(Natural language region descriptions)
╔══

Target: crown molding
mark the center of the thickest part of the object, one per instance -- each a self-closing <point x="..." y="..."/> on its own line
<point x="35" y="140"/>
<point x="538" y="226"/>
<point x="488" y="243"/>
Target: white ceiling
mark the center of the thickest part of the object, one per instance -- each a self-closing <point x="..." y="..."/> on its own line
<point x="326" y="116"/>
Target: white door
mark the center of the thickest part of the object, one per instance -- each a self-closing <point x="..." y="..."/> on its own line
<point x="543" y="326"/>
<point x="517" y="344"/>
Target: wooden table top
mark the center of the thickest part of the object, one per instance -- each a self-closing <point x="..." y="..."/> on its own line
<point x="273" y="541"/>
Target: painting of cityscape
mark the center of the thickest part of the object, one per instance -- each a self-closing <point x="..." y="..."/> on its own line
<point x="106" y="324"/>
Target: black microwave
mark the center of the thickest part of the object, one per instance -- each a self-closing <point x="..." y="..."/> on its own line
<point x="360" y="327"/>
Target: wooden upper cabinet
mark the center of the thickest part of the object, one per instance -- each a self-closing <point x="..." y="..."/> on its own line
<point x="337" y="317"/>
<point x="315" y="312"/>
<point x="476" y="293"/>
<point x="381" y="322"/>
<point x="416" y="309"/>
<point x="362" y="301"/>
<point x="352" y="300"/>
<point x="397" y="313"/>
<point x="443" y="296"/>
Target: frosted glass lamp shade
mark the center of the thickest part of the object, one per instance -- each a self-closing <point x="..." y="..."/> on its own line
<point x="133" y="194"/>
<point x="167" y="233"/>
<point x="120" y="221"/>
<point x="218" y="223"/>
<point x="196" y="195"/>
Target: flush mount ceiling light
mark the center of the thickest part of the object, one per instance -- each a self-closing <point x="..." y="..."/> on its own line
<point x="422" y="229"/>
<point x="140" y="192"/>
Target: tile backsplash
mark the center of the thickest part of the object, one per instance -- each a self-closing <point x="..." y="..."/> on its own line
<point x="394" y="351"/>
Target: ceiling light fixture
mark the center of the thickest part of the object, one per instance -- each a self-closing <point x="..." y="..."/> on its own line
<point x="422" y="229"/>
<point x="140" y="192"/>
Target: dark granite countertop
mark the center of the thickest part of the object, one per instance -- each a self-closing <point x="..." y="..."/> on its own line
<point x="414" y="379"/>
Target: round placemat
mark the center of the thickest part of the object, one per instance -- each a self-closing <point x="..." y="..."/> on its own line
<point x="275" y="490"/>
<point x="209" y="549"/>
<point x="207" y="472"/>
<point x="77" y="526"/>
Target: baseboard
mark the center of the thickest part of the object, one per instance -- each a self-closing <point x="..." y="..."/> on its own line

╚══

### [Task statement]
All the lines above must appear again in the answer, word for word.

### [Result]
Target: crown molding
mark the center of the thickest part of the object, one per instance -- each a self-closing <point x="..." y="..."/> on its own line
<point x="35" y="140"/>
<point x="538" y="226"/>
<point x="488" y="243"/>
Target: white ceiling
mark the center of the thickest part of the object, one per instance -- each a self-closing <point x="..." y="..."/> on its own line
<point x="326" y="116"/>
Target: white door
mark the center of the thickest part of the object, one per instance -- each a self-closing <point x="..." y="..."/> on its own line
<point x="543" y="326"/>
<point x="517" y="344"/>
Target: wooden table top
mark the center of the thickest part of the object, one per instance -- each a self-closing <point x="..." y="..."/> on its own line
<point x="273" y="541"/>
Target: painting of cityscape
mark the center of the thickest part of the object, one per instance -- each a self-closing <point x="..." y="..."/> on its own line
<point x="106" y="324"/>
Target: black microwave
mark the center of the thickest part of the object, one per instance -- each a self-closing <point x="..." y="..."/> on its own line
<point x="360" y="327"/>
Target: wooden upper cabinet
mark the center of the thickest part of the object, one per instance -- each a self-closing <point x="..." y="..."/> on its own line
<point x="337" y="317"/>
<point x="315" y="312"/>
<point x="476" y="293"/>
<point x="381" y="322"/>
<point x="416" y="309"/>
<point x="362" y="301"/>
<point x="352" y="300"/>
<point x="397" y="313"/>
<point x="443" y="296"/>
Target: frosted glass lamp shade
mark the center of the thickest part of the object, one per instance -- each a self-closing <point x="..." y="..."/> on its own line
<point x="133" y="194"/>
<point x="167" y="233"/>
<point x="120" y="221"/>
<point x="218" y="223"/>
<point x="196" y="195"/>
Target: flush mount ceiling light
mark the center of the thickest part of the object, one per instance -- each a self-closing <point x="..." y="..."/> on its own line
<point x="422" y="229"/>
<point x="140" y="192"/>
Target: tile backsplash
mark the center of the thickest part of the object, one per instance -- each a self-closing <point x="..." y="..."/> on its own line
<point x="394" y="351"/>
Target: ceiling light fixture
mark the center of the thickest part of the object, one per instance -- each a self-closing <point x="..." y="..."/> on its own line
<point x="422" y="229"/>
<point x="140" y="192"/>
Target: dark granite countertop
mark the center of the thickest part of the object, one per instance -- each a self-closing <point x="..." y="..."/> on its own line
<point x="414" y="379"/>
Target: round placemat
mark the center of the thickest part of the object, one per instance -- each a self-closing <point x="..." y="..."/> on its own line
<point x="275" y="490"/>
<point x="209" y="549"/>
<point x="207" y="472"/>
<point x="77" y="526"/>
Target: baseboard
mark the center of the thickest part of the object, one per instance -- each a self-closing <point x="..." y="..."/> on its own line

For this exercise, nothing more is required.